**ABOUT THIS TASK:** Could you print every line from the first one of the records below through the line containing "column 131, row 92", with both included and nothing else?
DATA FOR THIS EXERCISE below:
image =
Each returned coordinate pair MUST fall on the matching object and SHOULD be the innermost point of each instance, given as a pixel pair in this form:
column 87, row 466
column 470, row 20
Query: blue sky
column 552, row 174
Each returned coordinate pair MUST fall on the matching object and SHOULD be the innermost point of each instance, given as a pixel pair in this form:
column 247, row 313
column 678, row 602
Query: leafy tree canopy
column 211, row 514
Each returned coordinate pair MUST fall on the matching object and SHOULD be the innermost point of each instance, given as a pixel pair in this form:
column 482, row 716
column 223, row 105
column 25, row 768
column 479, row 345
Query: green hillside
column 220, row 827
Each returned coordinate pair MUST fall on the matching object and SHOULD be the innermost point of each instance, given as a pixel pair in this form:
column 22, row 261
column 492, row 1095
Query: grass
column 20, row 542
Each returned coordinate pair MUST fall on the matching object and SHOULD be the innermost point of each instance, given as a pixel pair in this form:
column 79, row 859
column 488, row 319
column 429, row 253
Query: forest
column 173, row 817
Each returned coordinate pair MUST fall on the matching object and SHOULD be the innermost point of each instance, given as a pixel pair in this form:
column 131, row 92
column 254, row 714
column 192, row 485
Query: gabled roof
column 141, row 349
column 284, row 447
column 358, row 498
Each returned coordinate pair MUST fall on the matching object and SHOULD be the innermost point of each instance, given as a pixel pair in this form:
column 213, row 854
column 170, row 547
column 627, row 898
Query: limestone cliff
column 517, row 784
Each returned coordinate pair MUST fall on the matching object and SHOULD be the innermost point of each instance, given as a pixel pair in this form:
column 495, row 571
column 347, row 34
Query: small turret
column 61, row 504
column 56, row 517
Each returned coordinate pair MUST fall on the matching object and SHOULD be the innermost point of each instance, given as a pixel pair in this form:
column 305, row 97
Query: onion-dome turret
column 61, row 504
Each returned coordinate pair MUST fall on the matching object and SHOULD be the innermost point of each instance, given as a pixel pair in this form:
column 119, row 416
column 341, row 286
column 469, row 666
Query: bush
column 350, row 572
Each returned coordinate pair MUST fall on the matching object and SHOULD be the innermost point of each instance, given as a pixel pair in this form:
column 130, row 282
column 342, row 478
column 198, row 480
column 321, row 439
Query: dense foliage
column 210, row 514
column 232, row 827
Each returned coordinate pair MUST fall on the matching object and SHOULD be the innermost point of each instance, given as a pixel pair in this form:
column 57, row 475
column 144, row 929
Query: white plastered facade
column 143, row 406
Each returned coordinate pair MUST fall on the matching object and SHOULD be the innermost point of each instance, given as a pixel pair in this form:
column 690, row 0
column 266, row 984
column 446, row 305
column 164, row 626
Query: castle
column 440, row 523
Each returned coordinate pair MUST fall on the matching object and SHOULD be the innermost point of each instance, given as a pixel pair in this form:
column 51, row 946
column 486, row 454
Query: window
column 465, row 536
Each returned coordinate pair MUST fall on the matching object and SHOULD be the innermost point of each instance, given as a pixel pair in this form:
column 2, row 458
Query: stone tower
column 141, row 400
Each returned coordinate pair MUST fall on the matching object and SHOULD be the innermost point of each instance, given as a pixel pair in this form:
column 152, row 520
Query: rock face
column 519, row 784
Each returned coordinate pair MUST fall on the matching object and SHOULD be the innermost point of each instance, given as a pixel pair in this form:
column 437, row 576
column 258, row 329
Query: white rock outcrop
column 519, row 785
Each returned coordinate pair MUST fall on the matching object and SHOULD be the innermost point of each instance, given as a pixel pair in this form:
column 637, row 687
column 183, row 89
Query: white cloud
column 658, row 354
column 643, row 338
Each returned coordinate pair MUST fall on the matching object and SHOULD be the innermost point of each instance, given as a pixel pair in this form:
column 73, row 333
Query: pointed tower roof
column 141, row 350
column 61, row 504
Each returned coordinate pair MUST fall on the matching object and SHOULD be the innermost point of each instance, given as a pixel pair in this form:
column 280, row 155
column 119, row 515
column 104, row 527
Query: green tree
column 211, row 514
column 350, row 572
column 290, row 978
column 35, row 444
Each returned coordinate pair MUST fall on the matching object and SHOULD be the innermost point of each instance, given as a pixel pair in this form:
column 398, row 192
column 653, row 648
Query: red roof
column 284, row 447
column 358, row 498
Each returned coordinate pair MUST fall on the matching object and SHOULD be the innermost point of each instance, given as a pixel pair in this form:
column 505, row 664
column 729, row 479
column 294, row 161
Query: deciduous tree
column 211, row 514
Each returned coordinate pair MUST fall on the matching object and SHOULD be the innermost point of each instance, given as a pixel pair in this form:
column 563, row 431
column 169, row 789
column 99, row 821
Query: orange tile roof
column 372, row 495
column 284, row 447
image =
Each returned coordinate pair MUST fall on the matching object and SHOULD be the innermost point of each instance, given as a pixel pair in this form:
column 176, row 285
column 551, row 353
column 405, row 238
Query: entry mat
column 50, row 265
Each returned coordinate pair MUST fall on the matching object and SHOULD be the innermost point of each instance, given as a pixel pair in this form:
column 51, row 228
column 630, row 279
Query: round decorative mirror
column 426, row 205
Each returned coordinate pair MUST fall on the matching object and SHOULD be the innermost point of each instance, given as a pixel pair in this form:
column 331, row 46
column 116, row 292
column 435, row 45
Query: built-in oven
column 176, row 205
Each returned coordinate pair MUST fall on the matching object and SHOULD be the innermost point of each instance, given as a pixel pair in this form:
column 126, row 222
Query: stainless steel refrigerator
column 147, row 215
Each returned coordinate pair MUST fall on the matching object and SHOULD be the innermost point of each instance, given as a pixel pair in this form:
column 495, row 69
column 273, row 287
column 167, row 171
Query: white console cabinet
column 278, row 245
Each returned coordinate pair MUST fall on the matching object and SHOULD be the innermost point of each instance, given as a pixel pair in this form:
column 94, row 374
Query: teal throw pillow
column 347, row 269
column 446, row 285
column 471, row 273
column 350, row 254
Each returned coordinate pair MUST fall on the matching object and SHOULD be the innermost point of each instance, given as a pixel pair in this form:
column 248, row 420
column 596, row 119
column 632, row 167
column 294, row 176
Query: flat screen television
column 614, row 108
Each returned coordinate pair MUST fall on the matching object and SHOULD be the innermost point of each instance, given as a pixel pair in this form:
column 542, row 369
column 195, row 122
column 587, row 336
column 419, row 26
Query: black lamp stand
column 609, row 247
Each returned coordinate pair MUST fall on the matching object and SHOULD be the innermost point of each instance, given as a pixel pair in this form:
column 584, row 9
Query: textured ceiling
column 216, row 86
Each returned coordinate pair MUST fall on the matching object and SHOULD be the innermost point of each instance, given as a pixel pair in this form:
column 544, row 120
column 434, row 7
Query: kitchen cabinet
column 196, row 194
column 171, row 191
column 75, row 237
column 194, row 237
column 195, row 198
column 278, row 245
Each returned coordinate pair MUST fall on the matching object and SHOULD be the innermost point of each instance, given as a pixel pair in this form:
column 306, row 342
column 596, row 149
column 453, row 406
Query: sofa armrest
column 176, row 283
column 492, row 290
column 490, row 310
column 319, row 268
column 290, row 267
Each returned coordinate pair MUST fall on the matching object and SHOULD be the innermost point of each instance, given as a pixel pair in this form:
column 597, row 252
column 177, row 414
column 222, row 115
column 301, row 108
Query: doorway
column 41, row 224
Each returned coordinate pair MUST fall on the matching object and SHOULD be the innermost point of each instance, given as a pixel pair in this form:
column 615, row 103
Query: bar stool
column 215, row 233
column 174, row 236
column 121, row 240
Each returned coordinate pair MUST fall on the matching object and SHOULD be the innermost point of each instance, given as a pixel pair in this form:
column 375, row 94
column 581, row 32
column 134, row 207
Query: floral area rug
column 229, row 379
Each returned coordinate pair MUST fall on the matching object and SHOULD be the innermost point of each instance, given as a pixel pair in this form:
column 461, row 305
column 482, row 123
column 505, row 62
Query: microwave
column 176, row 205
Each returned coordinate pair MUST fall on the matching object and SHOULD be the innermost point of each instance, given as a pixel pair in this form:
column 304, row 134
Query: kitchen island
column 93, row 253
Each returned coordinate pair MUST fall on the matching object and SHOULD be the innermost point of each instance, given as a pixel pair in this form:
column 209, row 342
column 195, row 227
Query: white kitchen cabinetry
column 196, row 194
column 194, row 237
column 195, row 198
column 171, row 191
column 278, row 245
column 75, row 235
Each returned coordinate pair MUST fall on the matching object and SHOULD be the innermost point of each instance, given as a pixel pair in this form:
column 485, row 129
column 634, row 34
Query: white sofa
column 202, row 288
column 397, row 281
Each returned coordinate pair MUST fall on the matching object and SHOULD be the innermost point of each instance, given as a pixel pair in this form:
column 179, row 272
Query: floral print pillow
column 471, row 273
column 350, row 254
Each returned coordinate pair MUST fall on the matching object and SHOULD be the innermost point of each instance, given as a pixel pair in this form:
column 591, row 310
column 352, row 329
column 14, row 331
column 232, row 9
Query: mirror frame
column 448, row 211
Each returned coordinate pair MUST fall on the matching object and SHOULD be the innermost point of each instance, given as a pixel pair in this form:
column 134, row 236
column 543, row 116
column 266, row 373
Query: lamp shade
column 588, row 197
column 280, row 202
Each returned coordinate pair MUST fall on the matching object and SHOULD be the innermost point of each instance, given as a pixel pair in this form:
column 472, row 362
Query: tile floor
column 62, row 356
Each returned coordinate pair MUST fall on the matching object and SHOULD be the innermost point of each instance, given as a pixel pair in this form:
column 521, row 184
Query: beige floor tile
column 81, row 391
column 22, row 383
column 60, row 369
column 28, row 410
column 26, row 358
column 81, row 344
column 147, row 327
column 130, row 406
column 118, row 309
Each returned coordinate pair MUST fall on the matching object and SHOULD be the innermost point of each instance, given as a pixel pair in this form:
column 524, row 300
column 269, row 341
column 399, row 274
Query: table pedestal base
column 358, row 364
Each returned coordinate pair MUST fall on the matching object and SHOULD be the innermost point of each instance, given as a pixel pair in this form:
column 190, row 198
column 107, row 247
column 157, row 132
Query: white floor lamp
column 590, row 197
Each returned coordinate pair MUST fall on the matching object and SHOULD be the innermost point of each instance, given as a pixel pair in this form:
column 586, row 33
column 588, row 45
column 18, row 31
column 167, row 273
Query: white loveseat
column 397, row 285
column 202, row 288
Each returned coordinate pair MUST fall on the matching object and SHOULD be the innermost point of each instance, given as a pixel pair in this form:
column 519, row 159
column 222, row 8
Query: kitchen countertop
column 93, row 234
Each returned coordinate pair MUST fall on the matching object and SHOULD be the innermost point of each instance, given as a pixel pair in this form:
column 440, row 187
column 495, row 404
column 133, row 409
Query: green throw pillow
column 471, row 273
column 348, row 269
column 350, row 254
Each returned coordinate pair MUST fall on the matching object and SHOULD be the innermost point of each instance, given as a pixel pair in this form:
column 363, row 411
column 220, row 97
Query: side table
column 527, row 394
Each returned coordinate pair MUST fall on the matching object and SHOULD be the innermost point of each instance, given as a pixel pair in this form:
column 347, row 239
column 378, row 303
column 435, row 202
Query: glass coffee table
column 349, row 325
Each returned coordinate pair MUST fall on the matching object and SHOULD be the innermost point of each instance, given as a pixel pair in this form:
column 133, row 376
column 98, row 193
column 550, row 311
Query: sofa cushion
End of DATA FOR THIS EXERCISE.
**RESPONSE AREA:**
image =
Each returned coordinate pair MUST fall on the matching object and SHOULD be the innermost point of each instance, given as a pixel pair in this form:
column 87, row 466
column 470, row 20
Query: blue sky
column 552, row 174
Each returned coordinate pair MUST fall on the matching object and SHOULD be the innermost point of each instance, given as a pixel pair in this form:
column 247, row 313
column 678, row 602
Query: leafy tree canopy
column 211, row 514
Each returned coordinate pair MUST fall on the matching object and SHOULD be the innermost point of each instance, given as a pixel pair in this form:
column 482, row 716
column 223, row 105
column 25, row 768
column 479, row 345
Query: green hillside
column 220, row 827
Each returned coordinate pair MUST fall on the matching object and SHOULD be the innermost point of each instance, given as a pixel pair in this form:
column 22, row 261
column 492, row 1095
Query: grass
column 20, row 542
Each returned coordinate pair MUST fall on the matching object and SHOULD be the innermost point of each instance, given as a pixel pair in this form:
column 79, row 859
column 488, row 319
column 429, row 253
Query: forest
column 173, row 817
Each returned coordinate pair MUST fall on the matching object and SHOULD be the innermost point of each instance, given as a pixel pair in this form:
column 131, row 92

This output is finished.